EXERCISE OBJECTIVE -> From the listing below, extract every line that contains the string "clicks". Letter case must match.

** RECORDS follows **

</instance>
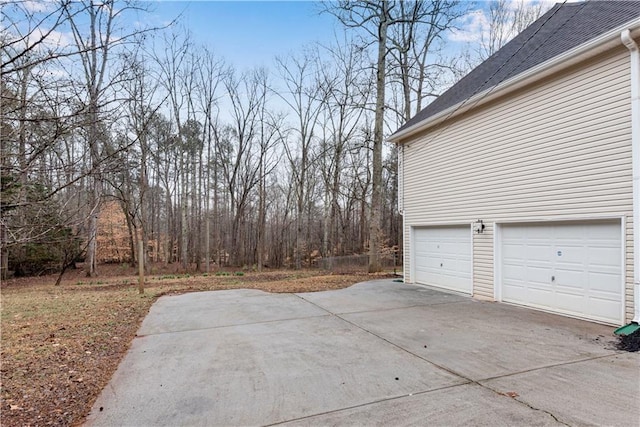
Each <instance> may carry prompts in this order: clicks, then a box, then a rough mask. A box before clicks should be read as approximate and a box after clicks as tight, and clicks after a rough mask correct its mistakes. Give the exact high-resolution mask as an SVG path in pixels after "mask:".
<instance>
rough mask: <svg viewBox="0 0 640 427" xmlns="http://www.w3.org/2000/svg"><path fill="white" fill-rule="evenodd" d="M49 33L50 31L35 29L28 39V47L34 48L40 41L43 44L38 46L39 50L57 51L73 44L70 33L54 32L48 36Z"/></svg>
mask: <svg viewBox="0 0 640 427" xmlns="http://www.w3.org/2000/svg"><path fill="white" fill-rule="evenodd" d="M48 31H49V30H48V29H46V28H42V27H39V28H35V29H34V30H33V31H32V32H31V34H29V36H28V37H27V39H26V42H27V46H33V45H34V44H36V43H38V41H39V40H42V42H41V43H40V44H39V45H38V47H37V49H38V50H44V49H46V50H57V49H62V48H66V47H69V46H70V45H72V44H73V38H72V36H71V34H70V33H63V32H60V31H56V30H53V31H51V32H50V33H48V34H47V32H48Z"/></svg>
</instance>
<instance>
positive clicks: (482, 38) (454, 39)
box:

** End of RECORDS **

RESULT ->
Each <instance> may carry prompts in this order: clicks, then a box, then a rough mask. A box before clicks should be read as approximate and a box after clicks as tight, and clicks after a rough mask correct its mistakes. Give the exact high-resolution mask as an SVG path in pixels after "mask:".
positive clicks: (482, 38) (454, 39)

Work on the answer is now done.